▸ TASK TO CARRY OUT
Take the data below and extract the lines from the one with "TARGET = water" to the one with "TARGET = tractor front wheel", inclusive, exactly as written.

▸ DATA SECTION
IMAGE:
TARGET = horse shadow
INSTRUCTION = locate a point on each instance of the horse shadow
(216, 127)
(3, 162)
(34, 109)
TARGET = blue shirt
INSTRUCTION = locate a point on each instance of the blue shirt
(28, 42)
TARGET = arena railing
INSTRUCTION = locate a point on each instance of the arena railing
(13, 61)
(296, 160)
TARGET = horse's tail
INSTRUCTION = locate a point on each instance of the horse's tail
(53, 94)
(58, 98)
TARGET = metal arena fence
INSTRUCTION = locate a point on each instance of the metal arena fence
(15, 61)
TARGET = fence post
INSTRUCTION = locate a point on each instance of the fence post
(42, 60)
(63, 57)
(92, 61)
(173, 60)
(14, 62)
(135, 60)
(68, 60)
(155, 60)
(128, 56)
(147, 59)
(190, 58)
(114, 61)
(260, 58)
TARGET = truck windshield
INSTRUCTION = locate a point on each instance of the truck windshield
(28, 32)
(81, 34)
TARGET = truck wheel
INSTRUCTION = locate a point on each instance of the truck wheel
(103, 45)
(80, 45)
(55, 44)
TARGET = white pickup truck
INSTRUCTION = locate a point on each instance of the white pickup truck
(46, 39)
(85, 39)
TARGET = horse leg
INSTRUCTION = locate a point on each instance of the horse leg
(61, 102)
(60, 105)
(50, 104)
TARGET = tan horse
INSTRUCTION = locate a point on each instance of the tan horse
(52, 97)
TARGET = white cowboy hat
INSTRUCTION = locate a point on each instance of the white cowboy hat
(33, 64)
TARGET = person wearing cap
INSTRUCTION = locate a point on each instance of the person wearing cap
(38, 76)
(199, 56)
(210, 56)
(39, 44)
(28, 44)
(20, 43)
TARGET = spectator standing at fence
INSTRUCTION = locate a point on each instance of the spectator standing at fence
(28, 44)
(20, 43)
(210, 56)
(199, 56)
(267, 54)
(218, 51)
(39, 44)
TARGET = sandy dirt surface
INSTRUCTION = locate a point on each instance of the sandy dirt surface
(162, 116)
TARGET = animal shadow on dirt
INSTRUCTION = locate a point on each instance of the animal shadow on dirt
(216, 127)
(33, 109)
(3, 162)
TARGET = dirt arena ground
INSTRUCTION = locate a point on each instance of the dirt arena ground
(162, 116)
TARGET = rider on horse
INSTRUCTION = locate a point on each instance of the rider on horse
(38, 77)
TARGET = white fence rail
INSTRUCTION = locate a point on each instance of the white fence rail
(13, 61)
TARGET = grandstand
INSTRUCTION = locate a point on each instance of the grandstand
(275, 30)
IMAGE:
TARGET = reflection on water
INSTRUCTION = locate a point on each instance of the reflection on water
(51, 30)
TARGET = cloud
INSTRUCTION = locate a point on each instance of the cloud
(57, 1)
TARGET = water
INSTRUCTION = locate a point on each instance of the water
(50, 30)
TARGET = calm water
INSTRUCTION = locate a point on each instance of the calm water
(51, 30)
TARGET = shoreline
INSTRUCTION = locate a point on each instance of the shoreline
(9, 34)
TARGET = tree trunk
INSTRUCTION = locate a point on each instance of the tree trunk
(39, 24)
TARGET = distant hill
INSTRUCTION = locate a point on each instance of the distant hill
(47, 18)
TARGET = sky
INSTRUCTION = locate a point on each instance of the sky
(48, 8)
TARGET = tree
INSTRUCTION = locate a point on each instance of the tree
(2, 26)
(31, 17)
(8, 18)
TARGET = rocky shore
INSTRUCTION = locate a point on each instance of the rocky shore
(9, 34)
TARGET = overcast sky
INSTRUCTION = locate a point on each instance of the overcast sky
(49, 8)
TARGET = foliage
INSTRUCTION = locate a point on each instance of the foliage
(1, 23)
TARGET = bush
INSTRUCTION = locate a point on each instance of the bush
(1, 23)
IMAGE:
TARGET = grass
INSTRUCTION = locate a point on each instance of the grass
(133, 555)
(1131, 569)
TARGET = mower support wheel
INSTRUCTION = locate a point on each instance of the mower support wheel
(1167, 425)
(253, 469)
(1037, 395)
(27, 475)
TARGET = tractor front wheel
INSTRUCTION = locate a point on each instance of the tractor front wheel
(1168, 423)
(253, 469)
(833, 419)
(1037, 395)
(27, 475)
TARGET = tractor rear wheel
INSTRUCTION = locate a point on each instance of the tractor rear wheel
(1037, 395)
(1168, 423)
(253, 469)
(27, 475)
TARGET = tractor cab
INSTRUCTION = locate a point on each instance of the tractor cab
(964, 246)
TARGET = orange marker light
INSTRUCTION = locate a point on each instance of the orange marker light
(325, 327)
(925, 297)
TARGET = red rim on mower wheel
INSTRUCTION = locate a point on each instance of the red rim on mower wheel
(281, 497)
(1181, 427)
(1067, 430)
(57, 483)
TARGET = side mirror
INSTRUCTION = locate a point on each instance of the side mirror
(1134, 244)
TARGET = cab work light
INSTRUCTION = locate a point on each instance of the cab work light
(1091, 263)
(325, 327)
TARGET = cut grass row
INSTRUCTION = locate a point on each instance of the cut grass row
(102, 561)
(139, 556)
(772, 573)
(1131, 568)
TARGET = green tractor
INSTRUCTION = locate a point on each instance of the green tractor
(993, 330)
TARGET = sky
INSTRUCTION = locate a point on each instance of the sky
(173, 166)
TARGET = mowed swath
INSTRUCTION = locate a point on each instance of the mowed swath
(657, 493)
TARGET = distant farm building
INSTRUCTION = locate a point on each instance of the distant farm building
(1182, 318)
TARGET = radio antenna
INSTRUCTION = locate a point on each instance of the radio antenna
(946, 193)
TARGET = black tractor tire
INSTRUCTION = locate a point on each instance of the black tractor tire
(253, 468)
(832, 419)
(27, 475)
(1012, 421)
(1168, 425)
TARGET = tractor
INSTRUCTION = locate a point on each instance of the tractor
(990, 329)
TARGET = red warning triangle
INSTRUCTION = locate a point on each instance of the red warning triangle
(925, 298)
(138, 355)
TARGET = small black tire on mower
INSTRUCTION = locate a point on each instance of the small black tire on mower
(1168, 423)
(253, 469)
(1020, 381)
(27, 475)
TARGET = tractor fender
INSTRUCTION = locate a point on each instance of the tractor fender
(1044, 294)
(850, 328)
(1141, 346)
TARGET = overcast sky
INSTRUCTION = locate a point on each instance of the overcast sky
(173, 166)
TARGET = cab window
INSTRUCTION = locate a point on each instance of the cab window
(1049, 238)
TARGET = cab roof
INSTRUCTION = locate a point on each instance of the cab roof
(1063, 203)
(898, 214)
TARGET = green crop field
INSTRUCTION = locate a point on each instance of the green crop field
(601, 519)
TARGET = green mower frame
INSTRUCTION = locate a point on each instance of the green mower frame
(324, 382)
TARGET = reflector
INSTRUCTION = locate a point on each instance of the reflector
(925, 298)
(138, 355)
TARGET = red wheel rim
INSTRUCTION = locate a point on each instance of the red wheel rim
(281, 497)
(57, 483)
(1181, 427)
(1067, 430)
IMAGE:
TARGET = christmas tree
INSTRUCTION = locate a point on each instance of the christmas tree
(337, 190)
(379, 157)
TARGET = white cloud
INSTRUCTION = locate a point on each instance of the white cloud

▸ PROBLEM SOLUTION
TARGET = water
INSTRUCTION = locate a point on each instance of the water
(50, 30)
TARGET = calm water
INSTRUCTION = locate a point on each instance of the calm water
(51, 30)
TARGET = shoreline
INSTRUCTION = locate a point on each instance of the shoreline
(9, 34)
TARGET = tree trunk
INSTRUCTION = locate a point on each instance of the tree trunk
(39, 24)
TARGET = distant hill
INSTRUCTION = locate a point on each instance of the distant hill
(47, 18)
TARGET = sky
INSTRUCTION = locate a point on each instance of the sky
(48, 8)
TARGET = tree
INSTRUCTION = locate a point on each instance of the tree
(2, 26)
(31, 17)
(8, 18)
TARGET = rocky shore
INSTRUCTION = locate a point on each instance of the rocky shore
(9, 34)
TARGET = overcast sky
INSTRUCTION = locate a point on each instance of the overcast sky
(49, 8)
TARGET = foliage
INSTRUCTION = locate a point on each instance of the foliage
(1, 23)
TARGET = bush
INSTRUCTION = locate a point on each instance of the bush
(1, 23)
IMAGE:
TARGET = grass
INSTRUCTION = locate a point on each instance of the grass
(133, 555)
(1131, 569)
TARGET = mower support wheel
INSTRUCTION = locate a point on each instance of the mower support wheel
(1167, 425)
(253, 469)
(1037, 395)
(27, 475)
TARGET = tractor front wheel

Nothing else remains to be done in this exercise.